---- RECORDS FOR THIS TASK

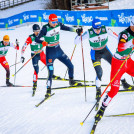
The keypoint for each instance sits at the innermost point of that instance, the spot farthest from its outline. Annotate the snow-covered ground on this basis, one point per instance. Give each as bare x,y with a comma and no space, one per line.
63,113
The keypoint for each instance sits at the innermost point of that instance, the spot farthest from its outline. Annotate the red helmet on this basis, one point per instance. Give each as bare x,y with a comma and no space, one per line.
53,17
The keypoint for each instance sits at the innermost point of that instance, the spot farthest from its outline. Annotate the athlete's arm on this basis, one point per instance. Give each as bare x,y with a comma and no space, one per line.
66,28
78,38
112,33
124,43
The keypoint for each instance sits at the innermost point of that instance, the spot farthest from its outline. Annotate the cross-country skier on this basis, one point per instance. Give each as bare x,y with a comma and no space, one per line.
51,34
98,38
125,48
4,46
36,48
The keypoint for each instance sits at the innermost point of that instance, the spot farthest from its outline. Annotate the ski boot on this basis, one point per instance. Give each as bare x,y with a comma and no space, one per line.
34,88
100,113
9,84
48,93
98,93
74,83
126,85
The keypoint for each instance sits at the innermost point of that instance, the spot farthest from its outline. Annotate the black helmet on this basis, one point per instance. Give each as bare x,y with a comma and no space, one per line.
36,27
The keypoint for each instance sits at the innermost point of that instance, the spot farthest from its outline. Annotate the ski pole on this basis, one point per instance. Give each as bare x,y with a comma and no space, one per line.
25,63
83,67
107,86
132,79
70,59
43,68
113,32
16,63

--------

EXERCISE TASK - Copy each line in full and exactly, omitting any picture.

SOLUTION FOR THIS EXERCISE -
The keypoint for each instance sits at the innermost point of that instance, the spot farthest from its outline. Annotate the snow-covered ground on this basis, one point per instance. Give each as bare x,y with a comma and no space, one per line.
63,113
The keypoint for each instance sits at the innermost point of that instance, the spot farthest from its outline. Annotate the red helmet on this basis, one point per instance. Give each as bare x,y with a comma and no space, one per line.
53,17
The keypoint for each instance sits at the innermost point of that instance, the spot farthest from its outline. Annotate the athlete's arm on this basis, one point per instance. Give each as bare x,y with a comma and no space, one per line.
66,28
78,38
112,33
124,43
The keypoint for each instance sits at the innermost point of that instance, the spot farthest from its outline. Annotate the cross-country skier on this basis, one point per instance. Give each as bare x,y with a comma and no space, one per line.
51,34
98,38
125,48
4,46
36,48
The keypoint for each instance sits at the innermost point of that instance, the spot farthest from its outline. Annotate the ski boot on this basis, one point per instance. Give each as bare x,y with a comma and no space, one per line.
34,88
100,113
9,84
48,93
98,93
74,83
126,85
The keypoint for each instance sits at the innermost point of that instance, the spot farthest from its outline. Annotate the black helmet on this basis, one point per instance. Give each as bare x,y with a comma and no space, one per line.
36,27
The keypoint for each instance sits at the innermost point of that instance, the spot farthest from its outline. Annotate the ski pole on this basis, one point per instance. Give each as bare x,y with a comma and no space, one per line.
25,63
83,67
107,86
132,79
70,59
43,68
113,32
16,63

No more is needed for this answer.